Provided passage -
● ● ● ●
The ICR article attempts to explain the inverted eye "design" mainly on the basis of two points: 1) the photoreceptors are embedded in a layer of retinal pigment epithelial cells which perform important functions and 2) the photoreceptors have a very high metabolic rate which requires a good circulatory system to support them. Both of these points are quite valid, to be sure. However, neither of them supports the "essential" nature of the inverted design.
Point 1 (the "need" for the epithelial cells to surround the receptors): It is quite possible, and would seem "natural" to any intelligent designer, to design the eye with a surface layer of receptors embedded in an epithelial layer just below that would provide the necessary supportive functions. Immediately below this would be the neural processing layers, out of the way of the light path. The olfactory system has the receptor ciliary portion of the cells on the surface of the nasal sensory epithelium and the neural portions buried below. The auditory system has the receptor hair cells on the upper surface of the basilar membrane surrounded by elaborate membrane systems and the neural portions buried below.
● ● ● ●
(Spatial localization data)
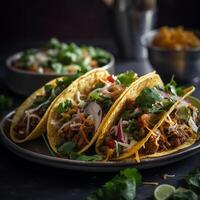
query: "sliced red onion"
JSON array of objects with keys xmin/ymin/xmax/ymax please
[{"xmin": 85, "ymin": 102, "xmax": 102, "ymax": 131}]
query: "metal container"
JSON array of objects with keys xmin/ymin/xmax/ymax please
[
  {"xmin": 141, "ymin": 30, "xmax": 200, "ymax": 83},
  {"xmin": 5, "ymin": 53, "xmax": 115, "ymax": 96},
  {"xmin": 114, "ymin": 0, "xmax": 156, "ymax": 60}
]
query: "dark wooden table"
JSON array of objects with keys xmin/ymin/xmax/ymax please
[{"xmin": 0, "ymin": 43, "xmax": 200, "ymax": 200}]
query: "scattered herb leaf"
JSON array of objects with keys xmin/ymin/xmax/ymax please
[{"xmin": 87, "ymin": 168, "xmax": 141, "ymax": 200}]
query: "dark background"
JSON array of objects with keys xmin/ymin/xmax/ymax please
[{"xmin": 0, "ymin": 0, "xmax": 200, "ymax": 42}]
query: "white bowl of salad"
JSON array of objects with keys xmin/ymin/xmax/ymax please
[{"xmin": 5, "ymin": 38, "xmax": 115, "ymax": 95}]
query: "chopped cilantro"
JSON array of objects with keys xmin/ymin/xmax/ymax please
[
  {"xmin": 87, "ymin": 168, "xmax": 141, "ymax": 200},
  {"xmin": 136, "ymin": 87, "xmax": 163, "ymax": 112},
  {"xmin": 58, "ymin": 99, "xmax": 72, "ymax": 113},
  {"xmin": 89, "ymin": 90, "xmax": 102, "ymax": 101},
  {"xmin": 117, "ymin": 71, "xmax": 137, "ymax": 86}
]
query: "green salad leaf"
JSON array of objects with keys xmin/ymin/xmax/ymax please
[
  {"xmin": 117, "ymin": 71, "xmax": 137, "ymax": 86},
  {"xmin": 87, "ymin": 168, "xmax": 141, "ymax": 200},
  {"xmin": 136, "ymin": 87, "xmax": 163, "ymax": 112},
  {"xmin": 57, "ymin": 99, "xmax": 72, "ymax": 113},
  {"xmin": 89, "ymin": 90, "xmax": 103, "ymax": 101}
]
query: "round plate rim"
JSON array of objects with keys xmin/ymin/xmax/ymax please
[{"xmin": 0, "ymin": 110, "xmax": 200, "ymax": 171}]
● ● ● ●
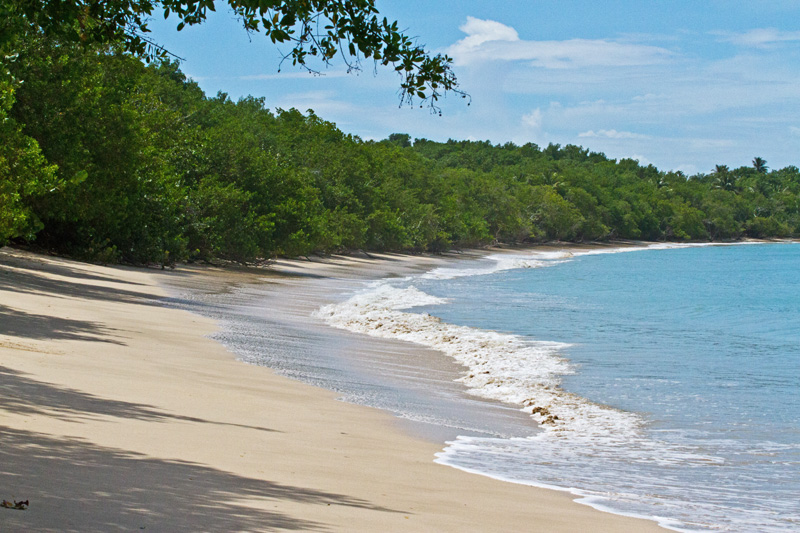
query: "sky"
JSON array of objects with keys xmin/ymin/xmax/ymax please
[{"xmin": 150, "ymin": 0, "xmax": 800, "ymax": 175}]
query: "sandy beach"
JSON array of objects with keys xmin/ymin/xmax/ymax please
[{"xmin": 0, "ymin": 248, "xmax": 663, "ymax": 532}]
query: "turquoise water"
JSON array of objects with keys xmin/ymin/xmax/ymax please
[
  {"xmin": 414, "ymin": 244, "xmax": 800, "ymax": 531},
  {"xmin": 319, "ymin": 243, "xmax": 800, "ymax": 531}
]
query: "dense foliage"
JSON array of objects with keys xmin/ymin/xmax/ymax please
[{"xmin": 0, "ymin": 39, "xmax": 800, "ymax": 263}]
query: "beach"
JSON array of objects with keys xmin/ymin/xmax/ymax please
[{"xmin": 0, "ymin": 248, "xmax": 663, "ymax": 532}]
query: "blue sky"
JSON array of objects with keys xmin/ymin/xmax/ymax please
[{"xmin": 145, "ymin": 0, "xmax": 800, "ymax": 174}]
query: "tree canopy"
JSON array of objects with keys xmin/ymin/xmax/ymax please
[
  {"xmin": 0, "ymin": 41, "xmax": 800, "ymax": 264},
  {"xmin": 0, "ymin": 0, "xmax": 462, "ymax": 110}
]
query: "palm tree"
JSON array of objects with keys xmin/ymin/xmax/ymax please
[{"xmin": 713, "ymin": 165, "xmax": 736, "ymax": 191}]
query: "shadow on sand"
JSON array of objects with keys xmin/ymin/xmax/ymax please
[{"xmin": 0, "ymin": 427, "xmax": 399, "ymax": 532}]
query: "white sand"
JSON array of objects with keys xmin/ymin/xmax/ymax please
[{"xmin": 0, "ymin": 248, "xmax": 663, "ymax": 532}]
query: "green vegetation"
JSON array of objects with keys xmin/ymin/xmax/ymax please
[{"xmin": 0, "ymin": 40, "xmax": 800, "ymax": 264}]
● ● ● ●
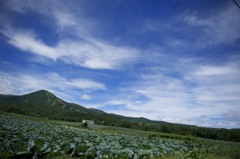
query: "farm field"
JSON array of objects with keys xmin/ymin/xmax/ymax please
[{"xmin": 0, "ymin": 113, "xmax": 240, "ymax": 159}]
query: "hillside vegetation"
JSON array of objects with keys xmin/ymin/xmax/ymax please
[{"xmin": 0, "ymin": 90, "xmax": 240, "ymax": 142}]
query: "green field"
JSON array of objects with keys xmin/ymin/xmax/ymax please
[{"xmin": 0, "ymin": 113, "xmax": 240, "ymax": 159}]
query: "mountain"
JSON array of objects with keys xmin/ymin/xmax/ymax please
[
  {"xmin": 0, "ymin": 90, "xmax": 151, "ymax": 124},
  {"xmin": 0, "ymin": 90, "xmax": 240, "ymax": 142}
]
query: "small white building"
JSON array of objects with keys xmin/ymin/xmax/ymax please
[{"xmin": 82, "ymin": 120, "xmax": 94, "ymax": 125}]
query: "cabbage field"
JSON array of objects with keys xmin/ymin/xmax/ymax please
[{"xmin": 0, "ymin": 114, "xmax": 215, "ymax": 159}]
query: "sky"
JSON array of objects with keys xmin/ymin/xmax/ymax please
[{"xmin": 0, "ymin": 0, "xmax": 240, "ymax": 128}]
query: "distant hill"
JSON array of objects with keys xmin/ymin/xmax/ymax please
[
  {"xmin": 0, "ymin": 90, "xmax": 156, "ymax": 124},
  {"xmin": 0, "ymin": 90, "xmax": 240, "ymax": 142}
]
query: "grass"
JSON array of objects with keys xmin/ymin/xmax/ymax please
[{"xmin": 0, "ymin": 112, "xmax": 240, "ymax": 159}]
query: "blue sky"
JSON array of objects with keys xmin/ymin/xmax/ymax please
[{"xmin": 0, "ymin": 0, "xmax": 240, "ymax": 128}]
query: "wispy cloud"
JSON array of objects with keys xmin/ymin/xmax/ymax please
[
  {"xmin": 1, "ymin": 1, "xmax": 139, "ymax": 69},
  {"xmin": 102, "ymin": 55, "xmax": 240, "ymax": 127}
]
● ● ● ●
Directions - Can you update the passage on the inverted eye between "Point 1 (the" and "systems and the neural portions buried below.", inclusive, so that "neural portions" reads "neuronal portions" each time? You won't need the listing for this.

Your response -
Point 1 (the "need" for the epithelial cells to surround the receptors): It is quite possible, and would seem "natural" to any intelligent designer, to design the eye with a surface layer of receptors embedded in an epithelial layer just below that would provide the necessary supportive functions. Immediately below this would be the neural processing layers, out of the way of the light path. The olfactory system has the receptor ciliary portion of the cells on the surface of the nasal sensory epithelium and the neuronal portions buried below. The auditory system has the receptor hair cells on the upper surface of the basilar membrane surrounded by elaborate membrane systems and the neuronal portions buried below.